▶ [Work order]: Can you put the records, from their first line through the line containing "positive clicks: (392, 191)", into a numbered list with blank lines left out?

▶ [Excerpted data]:
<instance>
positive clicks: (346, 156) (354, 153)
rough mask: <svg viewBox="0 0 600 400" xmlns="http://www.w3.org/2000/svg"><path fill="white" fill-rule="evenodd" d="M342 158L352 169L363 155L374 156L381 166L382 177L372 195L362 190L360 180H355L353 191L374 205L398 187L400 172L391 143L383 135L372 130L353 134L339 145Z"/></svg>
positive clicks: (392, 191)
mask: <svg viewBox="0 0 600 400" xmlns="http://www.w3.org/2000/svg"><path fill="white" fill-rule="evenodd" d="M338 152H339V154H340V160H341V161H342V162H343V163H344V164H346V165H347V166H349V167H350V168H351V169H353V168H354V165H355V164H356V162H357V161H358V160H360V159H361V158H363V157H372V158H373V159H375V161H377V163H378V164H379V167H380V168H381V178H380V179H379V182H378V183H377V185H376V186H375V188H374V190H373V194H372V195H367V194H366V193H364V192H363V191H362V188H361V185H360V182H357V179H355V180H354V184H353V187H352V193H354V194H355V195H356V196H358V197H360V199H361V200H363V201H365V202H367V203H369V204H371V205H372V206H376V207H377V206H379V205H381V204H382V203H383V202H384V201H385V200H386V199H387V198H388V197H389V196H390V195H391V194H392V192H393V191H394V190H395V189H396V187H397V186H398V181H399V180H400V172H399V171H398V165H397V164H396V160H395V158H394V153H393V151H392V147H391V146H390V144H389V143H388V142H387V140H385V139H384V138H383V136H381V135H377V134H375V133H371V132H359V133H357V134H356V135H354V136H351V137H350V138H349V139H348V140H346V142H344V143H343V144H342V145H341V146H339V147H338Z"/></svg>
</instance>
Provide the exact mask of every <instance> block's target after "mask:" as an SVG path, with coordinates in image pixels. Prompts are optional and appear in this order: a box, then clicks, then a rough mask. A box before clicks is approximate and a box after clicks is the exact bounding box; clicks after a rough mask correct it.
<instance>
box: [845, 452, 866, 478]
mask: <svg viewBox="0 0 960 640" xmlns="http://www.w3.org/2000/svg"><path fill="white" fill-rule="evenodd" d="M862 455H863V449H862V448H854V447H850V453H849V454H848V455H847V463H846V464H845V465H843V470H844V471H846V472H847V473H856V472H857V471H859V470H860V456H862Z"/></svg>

▶ [Solution to this task]:
1. <instance>
2. positive clicks: (346, 156) (354, 153)
3. rough mask: <svg viewBox="0 0 600 400" xmlns="http://www.w3.org/2000/svg"><path fill="white" fill-rule="evenodd" d="M342 158L352 169L363 155L374 156L381 166L382 177L372 195L362 190L360 180H355L353 191L374 205L398 187L400 172L391 143L383 135L372 130L353 134L339 145Z"/></svg>
4. positive clicks: (392, 191)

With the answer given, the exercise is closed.